⟨
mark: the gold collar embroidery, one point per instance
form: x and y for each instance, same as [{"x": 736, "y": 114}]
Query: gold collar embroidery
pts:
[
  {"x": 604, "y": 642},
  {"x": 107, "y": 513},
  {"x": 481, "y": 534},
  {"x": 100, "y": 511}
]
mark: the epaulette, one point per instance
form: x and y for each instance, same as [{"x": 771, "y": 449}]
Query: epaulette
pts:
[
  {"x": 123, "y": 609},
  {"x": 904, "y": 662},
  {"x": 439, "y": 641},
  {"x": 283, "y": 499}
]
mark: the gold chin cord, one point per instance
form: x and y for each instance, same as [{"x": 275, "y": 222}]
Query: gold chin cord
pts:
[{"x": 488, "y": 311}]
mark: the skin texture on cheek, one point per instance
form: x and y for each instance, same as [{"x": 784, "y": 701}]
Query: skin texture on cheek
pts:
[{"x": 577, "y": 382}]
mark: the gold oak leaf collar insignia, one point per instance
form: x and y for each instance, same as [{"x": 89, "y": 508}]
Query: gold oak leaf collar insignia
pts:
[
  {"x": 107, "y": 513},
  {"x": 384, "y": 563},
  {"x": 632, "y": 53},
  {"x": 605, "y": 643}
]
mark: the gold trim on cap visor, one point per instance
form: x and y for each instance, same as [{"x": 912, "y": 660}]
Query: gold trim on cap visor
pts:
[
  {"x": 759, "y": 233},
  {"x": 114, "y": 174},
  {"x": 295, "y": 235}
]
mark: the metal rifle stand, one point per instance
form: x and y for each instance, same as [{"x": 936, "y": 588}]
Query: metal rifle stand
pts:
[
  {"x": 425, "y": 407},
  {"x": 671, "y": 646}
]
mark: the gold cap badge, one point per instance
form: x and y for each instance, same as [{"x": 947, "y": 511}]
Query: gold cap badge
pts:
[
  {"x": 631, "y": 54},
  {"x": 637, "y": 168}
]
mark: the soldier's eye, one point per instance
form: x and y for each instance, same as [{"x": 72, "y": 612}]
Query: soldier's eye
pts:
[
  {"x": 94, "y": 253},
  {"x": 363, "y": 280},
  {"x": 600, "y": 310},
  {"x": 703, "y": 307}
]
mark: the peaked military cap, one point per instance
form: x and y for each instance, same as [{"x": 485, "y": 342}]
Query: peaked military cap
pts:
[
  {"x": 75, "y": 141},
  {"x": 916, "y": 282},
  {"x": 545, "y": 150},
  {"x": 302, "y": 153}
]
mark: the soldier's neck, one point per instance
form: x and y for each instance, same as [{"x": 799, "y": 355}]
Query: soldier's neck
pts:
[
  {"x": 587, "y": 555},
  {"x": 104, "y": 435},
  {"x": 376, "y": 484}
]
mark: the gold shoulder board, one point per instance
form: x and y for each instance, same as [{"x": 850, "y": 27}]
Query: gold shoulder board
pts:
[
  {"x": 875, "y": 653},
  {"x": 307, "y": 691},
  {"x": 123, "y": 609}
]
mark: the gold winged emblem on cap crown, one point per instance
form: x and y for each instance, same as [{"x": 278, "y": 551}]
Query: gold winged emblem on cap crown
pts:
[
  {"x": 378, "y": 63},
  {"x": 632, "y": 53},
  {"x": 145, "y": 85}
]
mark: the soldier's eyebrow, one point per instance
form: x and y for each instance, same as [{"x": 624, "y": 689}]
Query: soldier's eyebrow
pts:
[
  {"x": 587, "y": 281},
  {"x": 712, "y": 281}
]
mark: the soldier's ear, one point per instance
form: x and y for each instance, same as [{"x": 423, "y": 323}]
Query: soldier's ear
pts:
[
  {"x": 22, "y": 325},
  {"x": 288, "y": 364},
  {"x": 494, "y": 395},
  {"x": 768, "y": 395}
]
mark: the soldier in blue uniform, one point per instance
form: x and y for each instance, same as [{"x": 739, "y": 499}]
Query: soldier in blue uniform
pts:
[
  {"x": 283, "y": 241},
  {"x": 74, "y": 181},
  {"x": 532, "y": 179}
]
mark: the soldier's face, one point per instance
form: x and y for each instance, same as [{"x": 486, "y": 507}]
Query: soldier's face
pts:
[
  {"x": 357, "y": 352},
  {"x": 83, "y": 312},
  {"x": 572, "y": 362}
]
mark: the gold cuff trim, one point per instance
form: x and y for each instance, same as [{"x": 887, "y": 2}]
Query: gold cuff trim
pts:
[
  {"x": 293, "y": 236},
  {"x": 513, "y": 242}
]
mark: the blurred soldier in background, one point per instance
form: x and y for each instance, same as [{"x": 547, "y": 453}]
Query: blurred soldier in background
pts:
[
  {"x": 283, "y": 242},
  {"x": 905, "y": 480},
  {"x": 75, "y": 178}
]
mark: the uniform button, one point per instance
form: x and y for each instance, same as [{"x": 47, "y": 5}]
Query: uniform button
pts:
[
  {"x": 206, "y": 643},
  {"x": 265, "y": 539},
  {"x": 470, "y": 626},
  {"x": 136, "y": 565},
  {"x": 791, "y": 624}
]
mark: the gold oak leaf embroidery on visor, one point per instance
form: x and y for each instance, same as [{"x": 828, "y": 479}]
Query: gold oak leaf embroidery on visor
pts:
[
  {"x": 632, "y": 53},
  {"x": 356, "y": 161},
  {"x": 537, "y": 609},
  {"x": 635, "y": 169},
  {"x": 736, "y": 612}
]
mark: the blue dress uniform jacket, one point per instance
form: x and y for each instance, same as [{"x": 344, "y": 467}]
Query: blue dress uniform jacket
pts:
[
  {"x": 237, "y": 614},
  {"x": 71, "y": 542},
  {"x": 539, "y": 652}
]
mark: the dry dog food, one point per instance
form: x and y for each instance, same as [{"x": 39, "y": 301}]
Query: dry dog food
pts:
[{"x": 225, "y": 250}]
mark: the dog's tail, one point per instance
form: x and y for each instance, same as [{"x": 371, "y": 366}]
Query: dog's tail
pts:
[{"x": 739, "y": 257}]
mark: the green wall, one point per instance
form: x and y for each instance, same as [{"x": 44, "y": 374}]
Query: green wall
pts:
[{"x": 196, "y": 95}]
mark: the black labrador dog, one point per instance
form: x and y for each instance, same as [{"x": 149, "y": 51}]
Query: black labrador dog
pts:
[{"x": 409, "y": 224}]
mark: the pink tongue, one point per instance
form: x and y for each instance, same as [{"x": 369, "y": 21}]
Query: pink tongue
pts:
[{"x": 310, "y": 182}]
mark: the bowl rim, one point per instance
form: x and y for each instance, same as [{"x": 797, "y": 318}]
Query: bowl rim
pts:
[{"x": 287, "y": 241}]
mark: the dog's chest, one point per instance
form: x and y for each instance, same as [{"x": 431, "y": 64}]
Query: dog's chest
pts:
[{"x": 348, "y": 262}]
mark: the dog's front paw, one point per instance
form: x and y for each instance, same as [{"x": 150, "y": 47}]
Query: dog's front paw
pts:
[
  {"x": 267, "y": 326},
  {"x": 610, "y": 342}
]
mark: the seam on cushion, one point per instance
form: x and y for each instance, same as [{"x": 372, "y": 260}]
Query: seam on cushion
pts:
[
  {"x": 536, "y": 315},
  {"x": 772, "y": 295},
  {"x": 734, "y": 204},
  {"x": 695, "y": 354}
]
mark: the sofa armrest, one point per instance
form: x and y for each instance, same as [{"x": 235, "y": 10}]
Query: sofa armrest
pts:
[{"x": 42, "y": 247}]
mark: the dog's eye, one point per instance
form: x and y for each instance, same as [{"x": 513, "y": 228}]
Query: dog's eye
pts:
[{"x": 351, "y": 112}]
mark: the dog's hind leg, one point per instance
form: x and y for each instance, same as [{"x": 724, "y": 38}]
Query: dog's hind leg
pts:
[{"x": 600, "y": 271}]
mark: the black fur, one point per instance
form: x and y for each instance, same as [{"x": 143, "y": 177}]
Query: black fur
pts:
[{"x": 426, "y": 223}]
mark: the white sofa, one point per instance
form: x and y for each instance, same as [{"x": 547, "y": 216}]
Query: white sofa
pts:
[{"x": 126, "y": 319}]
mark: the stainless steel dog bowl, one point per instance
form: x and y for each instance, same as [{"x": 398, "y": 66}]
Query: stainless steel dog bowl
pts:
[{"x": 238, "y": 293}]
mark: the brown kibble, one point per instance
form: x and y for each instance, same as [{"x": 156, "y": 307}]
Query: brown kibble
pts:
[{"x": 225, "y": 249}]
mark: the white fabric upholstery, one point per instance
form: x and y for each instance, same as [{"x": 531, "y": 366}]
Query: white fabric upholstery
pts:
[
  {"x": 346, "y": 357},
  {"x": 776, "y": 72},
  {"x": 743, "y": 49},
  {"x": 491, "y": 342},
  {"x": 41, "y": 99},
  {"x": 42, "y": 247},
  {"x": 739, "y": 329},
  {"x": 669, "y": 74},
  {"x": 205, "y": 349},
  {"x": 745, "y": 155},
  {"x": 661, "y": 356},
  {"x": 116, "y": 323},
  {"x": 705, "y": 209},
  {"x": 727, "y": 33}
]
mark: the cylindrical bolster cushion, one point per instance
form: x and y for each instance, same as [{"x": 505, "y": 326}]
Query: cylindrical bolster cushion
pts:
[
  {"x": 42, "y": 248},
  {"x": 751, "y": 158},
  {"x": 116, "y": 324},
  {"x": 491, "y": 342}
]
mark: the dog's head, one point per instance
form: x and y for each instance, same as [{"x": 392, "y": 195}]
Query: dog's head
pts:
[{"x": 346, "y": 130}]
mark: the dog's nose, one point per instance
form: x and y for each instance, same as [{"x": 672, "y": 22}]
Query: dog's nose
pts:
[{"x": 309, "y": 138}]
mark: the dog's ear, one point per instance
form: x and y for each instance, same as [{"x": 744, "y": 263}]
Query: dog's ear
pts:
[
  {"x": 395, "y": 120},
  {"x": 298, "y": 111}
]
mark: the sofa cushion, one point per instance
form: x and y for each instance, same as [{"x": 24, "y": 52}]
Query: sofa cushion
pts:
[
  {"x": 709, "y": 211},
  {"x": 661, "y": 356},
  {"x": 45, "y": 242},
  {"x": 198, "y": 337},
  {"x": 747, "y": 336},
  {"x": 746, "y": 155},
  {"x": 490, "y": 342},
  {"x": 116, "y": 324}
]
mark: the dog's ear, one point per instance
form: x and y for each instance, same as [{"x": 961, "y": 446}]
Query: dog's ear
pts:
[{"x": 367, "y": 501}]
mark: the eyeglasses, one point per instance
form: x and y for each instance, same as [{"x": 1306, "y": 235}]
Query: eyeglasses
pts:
⟩
» Problem to work on:
Reproduce the final stretch of the data above: every line from the one holding "mark: the sofa cushion, one" through the end, inclusive, exactly as written and nothing else.

» Answer to this task:
mark: the sofa cushion, one point per instance
form: x and y for each instance, same as [{"x": 24, "y": 52}]
Query: sofa cushion
pts:
[
  {"x": 709, "y": 211},
  {"x": 661, "y": 356},
  {"x": 45, "y": 242},
  {"x": 198, "y": 337},
  {"x": 747, "y": 336},
  {"x": 746, "y": 155},
  {"x": 490, "y": 342},
  {"x": 116, "y": 324}
]
mark: the dog's ear, one point per instance
form: x and y for each instance, same as [{"x": 961, "y": 446}]
Query: dog's ear
pts:
[{"x": 367, "y": 501}]
mark: the eyeglasses, one point per instance
form: x and y for each instance, same as [{"x": 1306, "y": 235}]
Query: eyeglasses
pts:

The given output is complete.